====== Data provided

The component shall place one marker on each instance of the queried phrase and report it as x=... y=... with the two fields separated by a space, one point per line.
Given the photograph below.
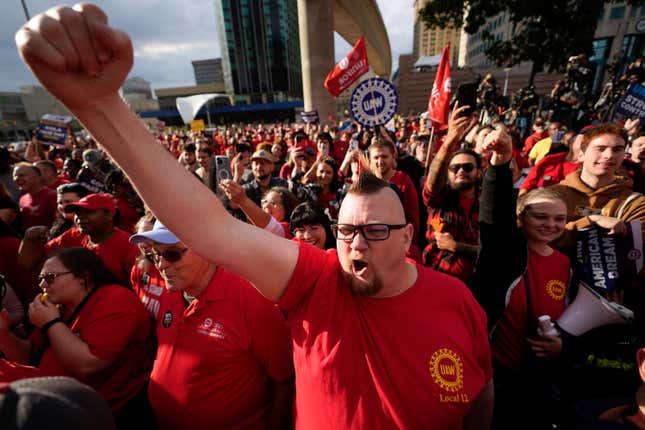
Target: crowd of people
x=307 y=276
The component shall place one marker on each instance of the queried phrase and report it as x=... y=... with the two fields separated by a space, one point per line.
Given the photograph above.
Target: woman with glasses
x=310 y=224
x=277 y=205
x=88 y=326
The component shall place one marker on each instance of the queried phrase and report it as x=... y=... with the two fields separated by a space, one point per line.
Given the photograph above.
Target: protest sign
x=609 y=262
x=348 y=70
x=310 y=117
x=53 y=129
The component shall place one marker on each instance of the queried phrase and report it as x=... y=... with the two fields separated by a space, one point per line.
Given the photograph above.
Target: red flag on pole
x=348 y=70
x=439 y=103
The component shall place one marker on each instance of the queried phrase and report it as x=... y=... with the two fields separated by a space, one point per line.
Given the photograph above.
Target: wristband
x=47 y=325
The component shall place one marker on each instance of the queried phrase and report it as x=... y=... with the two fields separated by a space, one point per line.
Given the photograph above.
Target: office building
x=260 y=50
x=208 y=71
x=431 y=41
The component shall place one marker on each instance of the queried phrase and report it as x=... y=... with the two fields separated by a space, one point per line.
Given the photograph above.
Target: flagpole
x=430 y=145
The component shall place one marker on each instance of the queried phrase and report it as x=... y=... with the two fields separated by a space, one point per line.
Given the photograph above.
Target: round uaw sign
x=447 y=370
x=374 y=102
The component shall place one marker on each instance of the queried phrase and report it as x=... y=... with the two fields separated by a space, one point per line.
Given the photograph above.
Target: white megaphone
x=590 y=310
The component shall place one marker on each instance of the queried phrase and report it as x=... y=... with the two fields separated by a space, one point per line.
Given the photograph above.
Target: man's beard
x=462 y=185
x=358 y=289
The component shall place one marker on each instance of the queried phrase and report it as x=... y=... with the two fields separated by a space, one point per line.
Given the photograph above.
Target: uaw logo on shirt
x=556 y=289
x=210 y=328
x=447 y=371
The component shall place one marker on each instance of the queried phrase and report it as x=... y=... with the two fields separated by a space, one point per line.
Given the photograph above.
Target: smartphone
x=353 y=144
x=557 y=136
x=467 y=96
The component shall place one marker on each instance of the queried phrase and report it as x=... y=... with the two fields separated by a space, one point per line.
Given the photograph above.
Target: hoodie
x=617 y=200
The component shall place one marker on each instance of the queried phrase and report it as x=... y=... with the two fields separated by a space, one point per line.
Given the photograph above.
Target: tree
x=545 y=34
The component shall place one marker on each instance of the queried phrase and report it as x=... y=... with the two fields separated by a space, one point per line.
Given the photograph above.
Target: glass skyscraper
x=260 y=49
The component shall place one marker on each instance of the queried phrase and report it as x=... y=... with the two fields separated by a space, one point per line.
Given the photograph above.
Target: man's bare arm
x=480 y=415
x=83 y=63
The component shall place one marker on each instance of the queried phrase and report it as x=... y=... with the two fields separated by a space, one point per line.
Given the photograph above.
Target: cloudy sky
x=168 y=34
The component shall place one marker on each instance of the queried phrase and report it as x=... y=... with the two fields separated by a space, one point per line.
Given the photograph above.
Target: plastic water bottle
x=546 y=326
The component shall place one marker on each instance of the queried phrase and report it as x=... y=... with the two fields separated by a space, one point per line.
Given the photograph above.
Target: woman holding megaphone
x=519 y=278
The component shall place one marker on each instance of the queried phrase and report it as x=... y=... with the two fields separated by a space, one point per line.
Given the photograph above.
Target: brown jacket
x=609 y=200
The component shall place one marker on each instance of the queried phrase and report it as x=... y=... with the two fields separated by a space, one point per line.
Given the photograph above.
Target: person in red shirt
x=553 y=168
x=539 y=133
x=38 y=203
x=224 y=356
x=94 y=229
x=49 y=174
x=519 y=278
x=145 y=279
x=383 y=163
x=348 y=374
x=89 y=327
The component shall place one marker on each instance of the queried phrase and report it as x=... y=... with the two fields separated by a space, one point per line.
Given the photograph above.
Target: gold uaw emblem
x=556 y=289
x=447 y=370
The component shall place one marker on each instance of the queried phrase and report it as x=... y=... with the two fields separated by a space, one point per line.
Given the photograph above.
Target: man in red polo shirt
x=38 y=203
x=383 y=164
x=224 y=354
x=94 y=229
x=379 y=341
x=553 y=168
x=49 y=174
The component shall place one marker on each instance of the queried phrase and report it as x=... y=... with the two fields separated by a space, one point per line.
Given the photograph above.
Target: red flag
x=439 y=103
x=348 y=70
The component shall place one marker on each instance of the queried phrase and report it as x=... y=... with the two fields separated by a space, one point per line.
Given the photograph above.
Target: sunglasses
x=468 y=167
x=171 y=255
x=50 y=277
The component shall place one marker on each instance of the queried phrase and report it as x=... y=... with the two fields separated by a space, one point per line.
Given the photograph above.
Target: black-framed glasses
x=372 y=232
x=49 y=277
x=170 y=255
x=468 y=167
x=269 y=202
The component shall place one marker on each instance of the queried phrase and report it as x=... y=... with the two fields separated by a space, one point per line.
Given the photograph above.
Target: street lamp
x=506 y=70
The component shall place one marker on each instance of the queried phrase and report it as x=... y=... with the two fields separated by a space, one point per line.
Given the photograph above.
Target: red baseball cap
x=93 y=202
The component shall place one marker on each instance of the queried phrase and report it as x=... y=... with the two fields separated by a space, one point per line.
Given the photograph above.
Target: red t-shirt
x=285 y=171
x=416 y=360
x=39 y=208
x=548 y=278
x=129 y=216
x=62 y=179
x=410 y=200
x=117 y=252
x=116 y=328
x=216 y=358
x=23 y=282
x=149 y=286
x=548 y=171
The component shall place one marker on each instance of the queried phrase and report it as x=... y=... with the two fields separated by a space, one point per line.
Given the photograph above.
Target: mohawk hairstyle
x=368 y=183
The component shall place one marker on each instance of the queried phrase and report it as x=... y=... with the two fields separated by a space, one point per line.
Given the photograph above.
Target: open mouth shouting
x=359 y=267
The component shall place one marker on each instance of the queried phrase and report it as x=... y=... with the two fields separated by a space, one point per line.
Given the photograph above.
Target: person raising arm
x=83 y=62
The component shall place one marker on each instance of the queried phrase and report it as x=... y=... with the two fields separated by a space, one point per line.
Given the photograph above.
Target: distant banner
x=310 y=117
x=53 y=129
x=348 y=70
x=608 y=262
x=633 y=104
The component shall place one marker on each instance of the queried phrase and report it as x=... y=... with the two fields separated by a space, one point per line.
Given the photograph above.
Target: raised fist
x=75 y=55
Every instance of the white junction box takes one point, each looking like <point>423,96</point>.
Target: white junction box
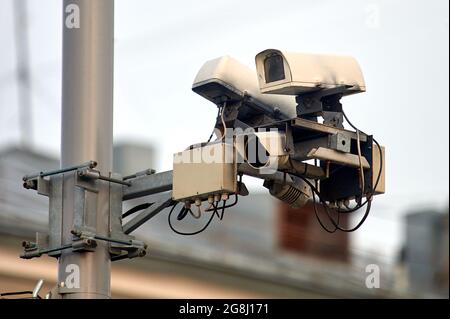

============

Task objective. Any picture in the material is to be dropped; the rest is repeated exactly.

Solution for this task.
The component shall place one marker on each instance of the queried phrase and report it as x=... y=... with the two fields separated by a space, one point per line.
Given the photograph below.
Target: crowd of people
x=307 y=276
The component shall place one marker on each instance of the queried phrase and report it as x=... y=... with the two fields separated by a space, one point per line.
Given the photograph above.
Target: woman with glasses
x=310 y=224
x=277 y=205
x=88 y=326
The component shall place one marker on each instance of the queried phrase and report it as x=... y=... with the two fields separated by a space, one point per line.
Given the photograph above.
Target: protest sign
x=609 y=262
x=348 y=70
x=310 y=117
x=53 y=129
The component shall place one marker on each instance of the queried phrase and report it as x=... y=... with the two fields separated by a space, one point per line.
Given the photograph above.
Target: red flag on pole
x=348 y=70
x=439 y=103
The component shall place one marker on each instance of the queried phrase and report it as x=... y=... with the two fields separated by a space, one point per line.
Given the photograph above.
Target: wristband
x=47 y=325
The component shall place one marker on each instance of the queried phrase and report it as x=... y=... with the two fields separated by a space, one point per line.
Given the photograph above.
Target: office building
x=260 y=50
x=208 y=71
x=431 y=41
The component shall place one marker on each instance of the queried phrase and report it as x=... y=... with the two fields separated by a space, one point per line.
Given the photograph above.
Target: flagpole
x=430 y=145
The component shall place one marker on each instance of the queried phrase and report it as x=... y=... with the two fields separated by a space, one point per line.
Given the photograph above.
Target: round uaw sign
x=447 y=370
x=374 y=102
The component shall place one marker on each instance of the queried phrase and report it as x=... y=... with the two fields separated by a space, one point per line.
Given the photograph above.
Target: white megaphone
x=590 y=310
The component shall place one marker on each instance of the queried phrase and report it as x=... y=... with the two fields separated by a space, one point per line.
Given the photograph above.
Target: man's beard
x=462 y=185
x=358 y=289
The component shall place one marker on each instance of the queried phrase and report it as x=... y=... with the two fields separated by a space, one point per line.
Given the photograph above.
Target: uaw logo on shirt
x=556 y=289
x=210 y=328
x=447 y=371
The component shall place one marker on each instance of the queried phrase and report it as x=... y=... with the two fields separated by a space, one point per line.
Given the photograph above.
Target: smartphone
x=353 y=144
x=557 y=136
x=467 y=96
The component shall place one marker on each instance of the queried phrase and report it as x=... y=... with the two fields separated by a space, one point per line.
Given the photograph above.
Target: hoodie
x=617 y=200
The component shall place one marker on each instance of the queried phrase and report it as x=... y=... with the two fields separated by a space, one point per line.
Given the photograph above.
Target: tree
x=545 y=34
The component shall place one marker on each instance of the queried phrase and report it as x=... y=... with the two fields separated by a space, one point per line.
Given the photograph above.
Target: glass skyscraper
x=260 y=49
The component shall place one marker on each instance of the queried phrase and report it as x=... y=... with the two fields separated by a space, one point per line.
Given the photograph above.
Target: man's bare arm
x=480 y=415
x=83 y=63
The component shall place one marker on each instance of the queried phrase and report it as x=... y=... with the two fields separated by a space, one point per line.
Given the photograph above.
Target: cloudy sky
x=168 y=34
The component shall place one marker on each instance of the queried phrase and report it as x=... y=... with the two fields separated by a space, one point per line.
Given the photograph above.
Target: plastic water bottle
x=546 y=326
The component shall place one marker on each instance of the queried phrase and report it as x=... y=... with the two fields separated by a space, one point per line.
Given the photograph above.
Target: woman holding megaphone
x=519 y=278
The component shall place one marker on each instance of the queried phrase and report it as x=... y=... with the two fields separated by a space, one point per line.
Given the photograph above.
Target: brown jacket
x=609 y=200
The component shall place one marker on each instance of the queried phrase and report it as x=... y=... with the two fields separated by a space, one point per line.
Given the photograph above.
Target: person in red shirt
x=553 y=168
x=539 y=133
x=38 y=203
x=224 y=356
x=94 y=229
x=49 y=174
x=519 y=278
x=145 y=279
x=383 y=163
x=348 y=374
x=89 y=327
The component shall place one marker on each instance of the queried phrase and report it as x=... y=... with the two fields separated by a space, one point per line.
Given the photograph above.
Target: gold uaw emblem
x=556 y=289
x=447 y=370
The component shall place one marker on each instance of the queried phrase and report it as x=... y=... with the two fields separated by a space, one point per line.
Given the photograph above.
Target: man in red polo shirt
x=38 y=203
x=383 y=164
x=224 y=354
x=94 y=229
x=379 y=341
x=553 y=168
x=49 y=174
The component shall place one marker on each instance of the queried phrase and report it as x=... y=... with the two fields separated by a space, one point per line.
Given the photograph above.
Target: red flag
x=439 y=103
x=348 y=70
The component shall place one marker on each instance of the queried phrase and report it as x=... y=... with the two fields separated by a space, one point per line.
Given the photograph above.
Target: sunglasses
x=468 y=167
x=171 y=255
x=50 y=277
The component shall place one marker on each instance of the queried phrase and report it as x=... y=... with the two fields separated by a space, one point per line.
Given the photograph above.
Target: black-framed glasses
x=372 y=232
x=49 y=277
x=170 y=255
x=468 y=167
x=269 y=202
The component shall place one marker on each instance of the queried phrase and report it as x=... y=... with the two fields separated by a space, one point per line.
Given the photograph above.
Target: street lamp
x=506 y=70
The component shall place one marker on each instance of the queried phrase and report it as x=... y=... with the two fields separated by a space, one point per line.
Given the photograph above.
Target: red baseball cap
x=93 y=202
The component shall place one marker on each instance of the queried phrase and report it as x=... y=... with the two fields separated by a space, one point per line.
Given the photograph above.
Target: red t-shirt
x=285 y=171
x=416 y=360
x=39 y=208
x=548 y=278
x=129 y=216
x=62 y=179
x=410 y=200
x=117 y=252
x=116 y=328
x=216 y=358
x=23 y=282
x=149 y=286
x=548 y=171
The component shall place one marker on each instance of the queried phrase and report it as x=... y=... with the two fields separated by a space, one point per line.
Given the photograph above.
Target: mohawk hairstyle
x=368 y=183
The component shall place one marker on each instance of the queried phrase and report it as x=... y=... with the two fields separated by a space, one point per line.
Given the photograph above.
Target: open mouth shouting
x=359 y=267
The component shall place one marker on each instance of the queried phrase and report it as x=... y=... with the two fields separated by a space, one point per line.
Given the photograph above.
Target: person raising arm
x=83 y=62
The component shall place one marker on each instance of the queried phrase and report it as x=... y=... with the two fields separated by a space, one point per line.
Given the photograph above.
Target: distant banner
x=310 y=117
x=53 y=129
x=348 y=70
x=608 y=262
x=633 y=104
The component shall place one marker on each instance of the queried phrase and report it as x=... y=... with the two fields separated by a space, one point per line.
Given the photograph above.
Target: raised fist
x=75 y=55
Every instance of the white junction box takes one point, each looking like <point>423,96</point>.
Target: white junction box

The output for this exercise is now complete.